* **SUPPLIED TEXT**:
◇ ◇ ◇ ◇ ◇ ◇ ◇

There are no clinical guidelines for the treatment of subclinical vitamin B12 deficiency (asymptomatic patients with decreased levels of vitamin B12 and elevated levels of homocysteine and/or methylmalonic acid). Physicians may opt to treat these patients and monitor for improvement of metabolic markers, particularly in populations at high risk of clinical vitamin B12 deficiency, or observe these patients and periodically reassess their levels of vitamin B12, homocysteine, and/or methylmalonic acid. Patients with subclinical vitamin B12 deficiency will need at least 1 mg of vitamin B12 daily.20,23

Prevention

The Institute of Medicine estimates that adults younger than 50 years absorb approximately 50 percent of dietary vitamin B12, and that between 10 and 30 percent of older patients may not be able to absorb adequate amounts from normal dietary sources.21 The Institute of Medicine recommends daily consumption of 2.4 mcg of vitamin B12 in adults older than 18 years to prevent vitamin B12 deficiency. Because crystalline formulations are better absorbed than naturally occurring vitamin B12, patients older than 50 years should consume foods fortified with vitamin B12 and vitamin B12 supplements, rather than attempting to get vitamin B12 strictly from dietary sources. Strict vegetarians must obtain their vitamin B12 from supplements or consumption of fortified cereal products to prevent deficiency.21 Because of the high incidence of vitamin B12 deficiency in patients undergoing gastric bypass surgery, daily prophylactic supplementation with 1 mg is recommended.18,24

Special Considerations

The American Academy of Neurology Practice Parameter on dementia lists vitamin B12 deficiency as a common comorbidity in older persons and recommends routine assessment of vitamin B12 levels in older patients with dementia.25 No trials have specifically addressed the effects of treatment of vitamin B12 deficiency on dementia prevention or treatment. Trials have evaluated elevated homocysteine levels as a focus for potential treatment with vitamin B12 but did not note if the participants were also vitamin B12 deficient. Although treatment lowered serum homocysteine levels compared with placebo, no effect was seen on the progression of cognitive decline in patients with mild to moderate Alzheimer disease26 or in preserving cognitive function in healthy adults.27 Thus, it remains uncertain how vitamin B12 deficiency may be linked to dementia and what the potential benefits are of treatment with supplementation.

◇ ◇ ◇ ◇ ◇ ◇ ◇

* **INFORMATION**:

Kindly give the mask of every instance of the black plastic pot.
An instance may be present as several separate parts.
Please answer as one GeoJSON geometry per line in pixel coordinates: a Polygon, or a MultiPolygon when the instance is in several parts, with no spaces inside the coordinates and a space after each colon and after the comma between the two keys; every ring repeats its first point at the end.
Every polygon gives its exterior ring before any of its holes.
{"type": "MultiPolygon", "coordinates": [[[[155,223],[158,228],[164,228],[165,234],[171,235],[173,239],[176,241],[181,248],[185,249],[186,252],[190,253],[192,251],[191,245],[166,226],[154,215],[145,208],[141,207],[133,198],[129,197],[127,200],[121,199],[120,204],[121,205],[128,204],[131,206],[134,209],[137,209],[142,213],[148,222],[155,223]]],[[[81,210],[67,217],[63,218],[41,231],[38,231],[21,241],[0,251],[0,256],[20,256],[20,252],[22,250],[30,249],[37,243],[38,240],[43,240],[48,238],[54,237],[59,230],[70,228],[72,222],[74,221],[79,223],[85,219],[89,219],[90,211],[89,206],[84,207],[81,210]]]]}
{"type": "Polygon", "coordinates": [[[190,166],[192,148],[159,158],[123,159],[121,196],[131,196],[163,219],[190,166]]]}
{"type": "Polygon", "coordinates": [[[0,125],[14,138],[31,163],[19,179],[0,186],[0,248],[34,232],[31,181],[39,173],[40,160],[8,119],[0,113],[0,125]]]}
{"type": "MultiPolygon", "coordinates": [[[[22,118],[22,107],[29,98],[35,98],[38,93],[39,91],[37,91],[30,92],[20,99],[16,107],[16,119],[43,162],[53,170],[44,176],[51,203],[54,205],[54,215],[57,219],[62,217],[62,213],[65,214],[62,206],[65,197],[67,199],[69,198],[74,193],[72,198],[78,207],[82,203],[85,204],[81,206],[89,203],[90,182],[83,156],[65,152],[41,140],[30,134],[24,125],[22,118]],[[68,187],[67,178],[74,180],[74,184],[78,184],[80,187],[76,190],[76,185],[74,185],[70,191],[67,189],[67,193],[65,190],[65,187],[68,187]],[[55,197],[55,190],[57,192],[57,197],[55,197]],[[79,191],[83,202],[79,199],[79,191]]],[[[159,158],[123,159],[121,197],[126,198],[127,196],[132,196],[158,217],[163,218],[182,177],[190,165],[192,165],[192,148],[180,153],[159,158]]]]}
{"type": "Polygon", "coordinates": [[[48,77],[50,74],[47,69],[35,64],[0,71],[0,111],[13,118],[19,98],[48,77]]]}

◇ ◇ ◇ ◇ ◇ ◇ ◇

* **EXERCISE GOAL**:
Answer these questions using the vitamin B12 text.
1. How much vitamin B12 per day will patients with subclinical deficiency need?
2. What daily intake does the Institute of Medicine recommend for adults older than 18 years?
3. What does the American Academy of Neurology Practice Parameter on dementia recommend for older patients with dementia?
Rely only on the vitamin B12 text for this, not on anything in the rows.

* **ANSWER**:
1. At least 1 mg daily.
2. 2.4 mcg of vitamin B12 per day.
3. Routine assessment of their vitamin B12 levels.